Новые, настоящие в прямом смысле археологические изыскания были вызваны планировавшимся в 1916 г. строительством грязелечебницы у Мойнакского озера. Несмотря на отсутствие достоверной информации о характере памятника, его топографии, на основании лишь ранее полученных данных начало строительства было приостановлено с целью проведения археологических исследований. Деятельное участие в этом приняли выдающийся историк и искусствовед, профессор Петербургского университета М.И. Ростовцев и глава Московского археологического общества графиня П.И. Уварова; они обратились непосредственно к императору и таким образом предотвратили разрушение памятника. Тем не менее, сами раскопки вряд ли стали возможными без активного содействия евпаторийского головы — человека незаурядного — Семёна Эзровича Дувана, организовавшего финансирование археологических работ в сумме 3 тыс. рублей из бюджета города. Евпаторийская управа опубликовала отдельной брошюрой ею полученную записку М.И. Ростовцева, в которой обосновывалась необходимость таких исследований**.
Официальным руководителем раскопок был назначен известный археолог — антиковед Б.Ф. Фармаковский — приятель М.И. Ростовцева по стажировке в Афинах; фактически же работы проводил член Археологической комиссии, руководитель раскопок директор Херсонесского музея (1914-1924 г.г.) Лаврентий Алексеевич Моисеев, который долгое время участвовал в изучении Ольвии под руководством Б.Ф. Фармаковского. Полевые работы проводились в течение двух археологических «кампаний» с 25 декабря 1916 по 14 июня 1917 г. и с 28 ноября 1917 по 16 января 1918 г.
Раскопки Моисеева, как и следовало ожидать, начались на берегу Мойнакского озера с единственной целью — проверки наблюдений Н.Ф. Романченко. Здесь были открыты на значительной площади остатки большого «эллинистического загородного дома», прекратившего существование в конце II в. до н. э. Он перекрывал какие-то ещё более ранние постройки культового характера. В действительности же, как сейчас мы можем заключить, тут были выявлены развалины не одной, а двух типичных сельскохозяйственных усадеб, примыкавших одна к другой. Чисто сельский облик раскрытых Л.А. Моисеевым сооружений привёл его к вполне справедливому выводу, что они не являются остатками самого города, который следует искать в другом месте. Работы были срочно перенесены в район старого Евпаторийского Карантина, возведенного ещё во второй половине XVII века, туда, где Н.Ф. Романченко открыл ранее древние погребения.
Некрополи античных городов, как правило, начинались за городскими стенами и развивались в противоположную от них сторону. На основе столь, казалось бы, простого соображения осуществилось открытие на Карантинном мысу весьма выразительных архитектурных остатков античного города, сразу же отождествленных Л.А. Моисеевым с Керкинитидой.

+ + +

__ПИСЬМЕННОЕ ЗАДАНИЕ 1__: Какую сумму из городского бюджета выделили на археологические работы, согласно фрагменту о раскопках в Евпатории?
__ПИСЬМЕННОЕ ЗАДАНИЕ 2__: Замените «приятель» на «коллега» во фрагменте о раскопках в Евпатории и приведите его часть между словами «Официальным руководителем раскопок» и «января 1918 г.» включительно.

+ + +

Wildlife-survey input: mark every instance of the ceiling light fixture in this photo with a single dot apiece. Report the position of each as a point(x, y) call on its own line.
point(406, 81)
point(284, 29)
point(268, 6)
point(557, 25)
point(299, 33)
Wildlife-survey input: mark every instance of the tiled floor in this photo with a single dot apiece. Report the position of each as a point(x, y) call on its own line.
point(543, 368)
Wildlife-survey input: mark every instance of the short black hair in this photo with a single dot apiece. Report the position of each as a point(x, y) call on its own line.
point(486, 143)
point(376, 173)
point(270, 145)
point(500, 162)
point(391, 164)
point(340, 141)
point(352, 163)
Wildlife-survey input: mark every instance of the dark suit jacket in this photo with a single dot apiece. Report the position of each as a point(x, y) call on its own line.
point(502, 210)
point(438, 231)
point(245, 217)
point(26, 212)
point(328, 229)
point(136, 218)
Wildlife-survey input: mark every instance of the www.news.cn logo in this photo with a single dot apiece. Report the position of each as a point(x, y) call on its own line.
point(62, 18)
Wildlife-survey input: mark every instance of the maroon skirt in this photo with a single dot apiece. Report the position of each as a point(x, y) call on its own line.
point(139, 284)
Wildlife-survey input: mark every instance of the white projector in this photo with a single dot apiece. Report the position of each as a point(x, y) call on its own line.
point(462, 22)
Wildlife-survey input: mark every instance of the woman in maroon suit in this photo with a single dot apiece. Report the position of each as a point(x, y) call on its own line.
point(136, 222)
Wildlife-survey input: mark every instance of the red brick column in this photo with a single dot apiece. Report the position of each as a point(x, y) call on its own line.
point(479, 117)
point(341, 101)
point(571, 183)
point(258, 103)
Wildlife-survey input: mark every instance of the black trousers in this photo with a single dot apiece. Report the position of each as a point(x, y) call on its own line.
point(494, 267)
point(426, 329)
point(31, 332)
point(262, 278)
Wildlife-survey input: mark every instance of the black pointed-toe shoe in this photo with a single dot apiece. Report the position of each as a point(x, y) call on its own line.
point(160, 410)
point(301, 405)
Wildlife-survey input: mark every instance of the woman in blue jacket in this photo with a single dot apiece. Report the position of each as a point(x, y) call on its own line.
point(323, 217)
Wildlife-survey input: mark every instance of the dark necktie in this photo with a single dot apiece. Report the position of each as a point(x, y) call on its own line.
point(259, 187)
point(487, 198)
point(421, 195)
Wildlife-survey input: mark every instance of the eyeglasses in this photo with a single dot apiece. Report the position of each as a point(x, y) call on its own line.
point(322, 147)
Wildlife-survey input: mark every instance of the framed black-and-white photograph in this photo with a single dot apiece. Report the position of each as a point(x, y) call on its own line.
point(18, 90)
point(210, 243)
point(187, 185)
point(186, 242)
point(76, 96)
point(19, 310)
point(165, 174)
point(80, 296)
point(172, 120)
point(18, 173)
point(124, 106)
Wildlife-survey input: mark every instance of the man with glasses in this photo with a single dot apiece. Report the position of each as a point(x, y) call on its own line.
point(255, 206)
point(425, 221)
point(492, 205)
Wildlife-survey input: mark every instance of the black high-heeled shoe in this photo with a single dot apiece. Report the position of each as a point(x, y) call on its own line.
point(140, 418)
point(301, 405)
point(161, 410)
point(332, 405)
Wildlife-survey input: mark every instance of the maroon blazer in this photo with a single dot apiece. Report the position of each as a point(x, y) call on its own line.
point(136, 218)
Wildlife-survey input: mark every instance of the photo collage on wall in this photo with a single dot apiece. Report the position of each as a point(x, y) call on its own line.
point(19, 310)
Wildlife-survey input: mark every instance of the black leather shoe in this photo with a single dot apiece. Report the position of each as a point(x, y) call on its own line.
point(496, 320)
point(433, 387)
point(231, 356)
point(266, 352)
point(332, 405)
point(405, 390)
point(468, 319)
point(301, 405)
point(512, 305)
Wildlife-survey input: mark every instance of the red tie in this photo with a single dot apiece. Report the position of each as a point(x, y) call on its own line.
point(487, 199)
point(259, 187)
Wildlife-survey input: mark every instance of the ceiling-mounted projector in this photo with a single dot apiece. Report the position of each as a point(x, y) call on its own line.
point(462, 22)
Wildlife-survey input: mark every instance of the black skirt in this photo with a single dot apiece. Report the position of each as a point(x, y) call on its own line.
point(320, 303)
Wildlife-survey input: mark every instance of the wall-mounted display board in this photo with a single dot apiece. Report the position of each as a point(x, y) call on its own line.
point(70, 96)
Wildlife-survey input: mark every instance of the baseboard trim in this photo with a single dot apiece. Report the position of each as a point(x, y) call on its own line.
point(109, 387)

+ + +

__ПИСЬМЕННЫЙ ОТВЕТ 1__: 3 тыс. рублей.

__ПИСЬМЕННЫЙ ОТВЕТ 2__:
Официальным руководителем раскопок был назначен известный археолог — антиковед Б.Ф. Фармаковский — коллега М.И. Ростовцева по стажировке в Афинах; фактически же работы проводил член Археологической комиссии, руководитель раскопок директор Херсонесского музея (1914-1924 г.г.) Лаврентий Алексеевич Моисеев, который долгое время участвовал в изучении Ольвии под руководством Б.Ф. Фармаковского. Полевые работы проводились в течение двух археологических «кампаний» с 25 декабря 1916 по 14 июня 1917 г. и с 28 ноября 1917 по 16 января 1918 г.